● LISTED RECORDS:
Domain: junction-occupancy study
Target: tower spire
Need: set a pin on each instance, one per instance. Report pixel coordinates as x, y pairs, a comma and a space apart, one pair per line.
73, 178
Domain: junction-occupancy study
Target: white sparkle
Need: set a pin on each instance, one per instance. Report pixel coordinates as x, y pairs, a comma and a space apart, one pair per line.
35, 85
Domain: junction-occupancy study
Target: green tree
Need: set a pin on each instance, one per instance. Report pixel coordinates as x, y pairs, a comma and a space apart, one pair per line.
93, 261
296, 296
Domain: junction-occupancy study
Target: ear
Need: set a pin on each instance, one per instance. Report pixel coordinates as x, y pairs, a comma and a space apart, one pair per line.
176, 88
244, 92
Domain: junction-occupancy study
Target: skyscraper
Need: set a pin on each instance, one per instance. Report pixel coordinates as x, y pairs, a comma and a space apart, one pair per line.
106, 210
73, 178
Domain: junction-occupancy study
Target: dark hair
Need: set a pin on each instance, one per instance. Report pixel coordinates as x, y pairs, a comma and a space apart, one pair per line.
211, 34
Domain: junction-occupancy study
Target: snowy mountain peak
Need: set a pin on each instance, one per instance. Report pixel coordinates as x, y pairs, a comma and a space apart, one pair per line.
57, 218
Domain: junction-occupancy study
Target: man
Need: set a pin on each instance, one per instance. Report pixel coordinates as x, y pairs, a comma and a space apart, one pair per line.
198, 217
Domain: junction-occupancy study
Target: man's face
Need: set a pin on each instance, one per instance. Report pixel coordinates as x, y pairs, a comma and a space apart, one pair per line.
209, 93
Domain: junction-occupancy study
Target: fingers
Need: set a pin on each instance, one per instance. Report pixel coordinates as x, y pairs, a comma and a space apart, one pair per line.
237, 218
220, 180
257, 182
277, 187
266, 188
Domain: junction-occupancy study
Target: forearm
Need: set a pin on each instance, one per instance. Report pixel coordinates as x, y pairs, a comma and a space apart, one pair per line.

● DIRECTIONS: If a line of the entries above holds the word "Target", count it; report only how many such lines there are.

● FINAL ANSWER: 11